I’m going to break down Maisano’s article into three parts: its solid political and historical core, its weak tactical and agitational recommendations, and the theoretical question about the relationship between democracy and the class struggle suggested in the title.

Like Ackerman, Maisano lists the many ways in which the Constitution violates the basic democratic principle of one person, one equal vote, but Maisano goes further and places the problem of democracy in a larger historical and international context. Urging the DSA to “develop a national political platform that includes a call for the establishment of a truly democratic republic for the first time in our country’s history,” Maisano emphasizes that the demand for a democratic republic has been at the center of working-class and socialist movements from the start, beginning with the U. S. Workingmen’s Party and the Chartists in the 1820s and ’30s, continuing in the work of Marx and Engels, and finally becoming the primary political demand of pre-WWI European Social Democracy and the U. S. Socialist Party.  He ends with the assertion that the democratic republic is “the framework in which the transition from capitalist oligarchy to democratic socialism will eventually be achieved.”

[Data entries]
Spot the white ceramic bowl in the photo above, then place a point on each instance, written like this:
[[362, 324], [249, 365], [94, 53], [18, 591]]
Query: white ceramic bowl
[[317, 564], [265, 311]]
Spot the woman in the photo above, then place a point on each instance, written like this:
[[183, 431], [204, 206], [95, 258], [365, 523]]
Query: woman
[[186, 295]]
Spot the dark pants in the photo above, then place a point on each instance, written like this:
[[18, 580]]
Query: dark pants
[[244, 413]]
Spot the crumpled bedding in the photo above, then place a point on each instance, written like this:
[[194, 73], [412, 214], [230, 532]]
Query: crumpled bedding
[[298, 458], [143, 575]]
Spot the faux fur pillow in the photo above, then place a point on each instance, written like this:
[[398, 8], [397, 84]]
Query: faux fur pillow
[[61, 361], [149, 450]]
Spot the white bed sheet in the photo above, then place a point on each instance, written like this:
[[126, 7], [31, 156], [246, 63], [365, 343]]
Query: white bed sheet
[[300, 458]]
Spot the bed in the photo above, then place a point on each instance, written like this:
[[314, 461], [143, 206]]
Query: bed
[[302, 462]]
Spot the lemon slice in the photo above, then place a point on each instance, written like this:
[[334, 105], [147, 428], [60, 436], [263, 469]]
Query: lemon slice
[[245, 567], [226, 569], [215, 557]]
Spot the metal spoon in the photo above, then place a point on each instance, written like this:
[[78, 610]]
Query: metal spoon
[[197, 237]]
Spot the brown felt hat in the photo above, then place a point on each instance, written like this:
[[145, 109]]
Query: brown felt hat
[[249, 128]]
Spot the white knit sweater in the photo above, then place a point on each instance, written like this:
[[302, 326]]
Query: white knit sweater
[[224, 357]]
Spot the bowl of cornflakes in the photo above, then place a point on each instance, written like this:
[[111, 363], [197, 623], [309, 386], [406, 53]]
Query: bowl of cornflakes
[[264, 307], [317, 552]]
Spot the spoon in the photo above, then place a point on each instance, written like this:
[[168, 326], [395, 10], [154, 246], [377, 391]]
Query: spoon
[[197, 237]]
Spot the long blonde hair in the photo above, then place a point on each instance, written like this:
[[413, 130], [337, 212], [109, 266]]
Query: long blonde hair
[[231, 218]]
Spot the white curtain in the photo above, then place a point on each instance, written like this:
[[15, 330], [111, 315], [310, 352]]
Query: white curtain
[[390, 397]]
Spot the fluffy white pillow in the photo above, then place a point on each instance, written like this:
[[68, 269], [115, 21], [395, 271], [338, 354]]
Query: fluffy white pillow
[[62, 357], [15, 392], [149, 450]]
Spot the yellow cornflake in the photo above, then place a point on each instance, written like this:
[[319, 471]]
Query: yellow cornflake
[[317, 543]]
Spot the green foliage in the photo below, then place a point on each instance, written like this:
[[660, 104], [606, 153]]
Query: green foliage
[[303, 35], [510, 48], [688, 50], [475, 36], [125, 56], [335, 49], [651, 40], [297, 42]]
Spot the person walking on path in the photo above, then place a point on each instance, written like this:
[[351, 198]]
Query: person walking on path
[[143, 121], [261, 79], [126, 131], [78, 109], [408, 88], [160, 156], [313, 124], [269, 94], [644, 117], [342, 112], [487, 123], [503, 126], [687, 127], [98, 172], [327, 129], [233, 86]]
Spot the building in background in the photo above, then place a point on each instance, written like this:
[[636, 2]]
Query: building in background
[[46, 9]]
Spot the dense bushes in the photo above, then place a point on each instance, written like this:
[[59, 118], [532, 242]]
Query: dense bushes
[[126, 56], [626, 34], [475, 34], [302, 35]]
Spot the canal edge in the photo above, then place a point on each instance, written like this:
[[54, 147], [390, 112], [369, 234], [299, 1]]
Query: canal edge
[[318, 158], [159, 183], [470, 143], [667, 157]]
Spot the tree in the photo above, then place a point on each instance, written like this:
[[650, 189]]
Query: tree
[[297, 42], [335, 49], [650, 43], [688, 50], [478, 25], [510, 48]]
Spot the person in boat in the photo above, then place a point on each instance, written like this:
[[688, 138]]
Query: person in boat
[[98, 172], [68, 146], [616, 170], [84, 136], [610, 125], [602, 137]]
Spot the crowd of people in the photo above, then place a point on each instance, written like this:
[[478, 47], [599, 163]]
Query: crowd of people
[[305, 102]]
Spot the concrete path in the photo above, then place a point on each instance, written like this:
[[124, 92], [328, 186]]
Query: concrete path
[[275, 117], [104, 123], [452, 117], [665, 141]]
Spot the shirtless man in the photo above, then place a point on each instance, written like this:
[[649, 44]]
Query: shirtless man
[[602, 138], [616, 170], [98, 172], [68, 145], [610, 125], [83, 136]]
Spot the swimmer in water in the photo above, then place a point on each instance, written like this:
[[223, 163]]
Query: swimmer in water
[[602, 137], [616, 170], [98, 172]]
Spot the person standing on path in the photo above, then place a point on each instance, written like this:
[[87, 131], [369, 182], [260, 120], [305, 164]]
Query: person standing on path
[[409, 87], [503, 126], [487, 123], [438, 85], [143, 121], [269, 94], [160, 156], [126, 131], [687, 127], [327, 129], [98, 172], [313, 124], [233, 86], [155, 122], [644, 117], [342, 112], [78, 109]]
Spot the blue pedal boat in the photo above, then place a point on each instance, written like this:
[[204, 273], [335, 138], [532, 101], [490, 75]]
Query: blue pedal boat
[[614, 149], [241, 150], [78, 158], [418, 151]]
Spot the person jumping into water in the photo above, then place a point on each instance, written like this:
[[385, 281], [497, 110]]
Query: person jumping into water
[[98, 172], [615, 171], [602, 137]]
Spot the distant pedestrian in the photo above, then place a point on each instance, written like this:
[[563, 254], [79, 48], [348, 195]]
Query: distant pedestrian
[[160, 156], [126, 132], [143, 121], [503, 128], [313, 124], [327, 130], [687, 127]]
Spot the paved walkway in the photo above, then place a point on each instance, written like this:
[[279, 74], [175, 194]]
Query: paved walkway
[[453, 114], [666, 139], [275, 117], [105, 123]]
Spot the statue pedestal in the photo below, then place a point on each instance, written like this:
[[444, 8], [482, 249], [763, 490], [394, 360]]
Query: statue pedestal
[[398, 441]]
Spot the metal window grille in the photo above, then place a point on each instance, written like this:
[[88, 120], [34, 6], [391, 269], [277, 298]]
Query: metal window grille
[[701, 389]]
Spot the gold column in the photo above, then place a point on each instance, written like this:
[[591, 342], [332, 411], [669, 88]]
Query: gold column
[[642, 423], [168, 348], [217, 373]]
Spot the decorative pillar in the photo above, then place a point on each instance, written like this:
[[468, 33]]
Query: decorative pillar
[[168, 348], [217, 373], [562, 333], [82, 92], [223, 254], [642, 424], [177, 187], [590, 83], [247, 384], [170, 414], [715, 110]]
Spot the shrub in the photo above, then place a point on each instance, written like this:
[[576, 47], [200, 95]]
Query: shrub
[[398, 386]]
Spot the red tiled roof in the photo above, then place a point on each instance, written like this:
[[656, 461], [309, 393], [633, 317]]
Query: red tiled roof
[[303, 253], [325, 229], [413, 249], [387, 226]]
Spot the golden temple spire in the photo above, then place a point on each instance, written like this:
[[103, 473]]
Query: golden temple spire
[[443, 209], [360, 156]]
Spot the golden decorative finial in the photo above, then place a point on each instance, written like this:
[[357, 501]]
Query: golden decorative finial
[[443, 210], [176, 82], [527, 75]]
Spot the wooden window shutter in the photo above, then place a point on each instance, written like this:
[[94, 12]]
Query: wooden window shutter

▶ [To be done]
(A) Decide whether each statement below agrees with the passage on Maisano's article, answering yes or no and quoting the words of the passage that settle it. (i) The writer divides Maisano's article into three parts. (ii) Maisano discusses democracy only within a U.S. setting. (iii) The Chartists are placed in the 1820s and '30s.
(B) According to the passage on Maisano's article, what does Maisano urge the DSA to develop?

▶ [Answer list]
(A)
(i) Yes: "I’m going to break down Maisano’s article into three parts"
(ii) No: "places the problem of democracy in a larger historical and international context"
(iii) Yes: "the U. S. Workingmen’s Party and the Chartists in the 1820s and ’30s"

(B) A national political platform that includes a call for the establishment of a truly democratic republic for the first time in the country's history.